- [Extracted records]:
+++

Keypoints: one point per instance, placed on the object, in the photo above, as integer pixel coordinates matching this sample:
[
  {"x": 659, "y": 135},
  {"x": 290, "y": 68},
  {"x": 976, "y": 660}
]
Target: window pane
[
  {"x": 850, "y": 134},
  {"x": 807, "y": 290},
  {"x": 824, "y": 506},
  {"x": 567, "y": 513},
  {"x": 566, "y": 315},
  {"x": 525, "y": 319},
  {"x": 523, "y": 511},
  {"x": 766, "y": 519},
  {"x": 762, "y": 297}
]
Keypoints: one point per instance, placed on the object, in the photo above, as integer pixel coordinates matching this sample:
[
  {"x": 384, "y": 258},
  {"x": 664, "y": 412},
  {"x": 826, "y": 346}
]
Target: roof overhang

+++

- [Task details]: Rewrite the material above in full, replacing every occurrence of "integer pixel coordinates" with "whole-number pixel coordinates" and leaving everything else unchanged.

- [Result of this task]:
Keypoints: one point per instance, placed on the object, in the photo above, as whole-number pixel coordinates matching this sample:
[
  {"x": 659, "y": 135},
  {"x": 290, "y": 68},
  {"x": 976, "y": 660}
]
Target: window pane
[
  {"x": 850, "y": 134},
  {"x": 807, "y": 290},
  {"x": 824, "y": 506},
  {"x": 567, "y": 513},
  {"x": 566, "y": 315},
  {"x": 525, "y": 319},
  {"x": 523, "y": 511},
  {"x": 766, "y": 519},
  {"x": 762, "y": 297}
]
Keypoints: one point per instance, placed on the object, in the photo above, as whole-number pixel coordinates matching this sample:
[
  {"x": 384, "y": 258},
  {"x": 664, "y": 412},
  {"x": 826, "y": 346}
]
Target: roof overhang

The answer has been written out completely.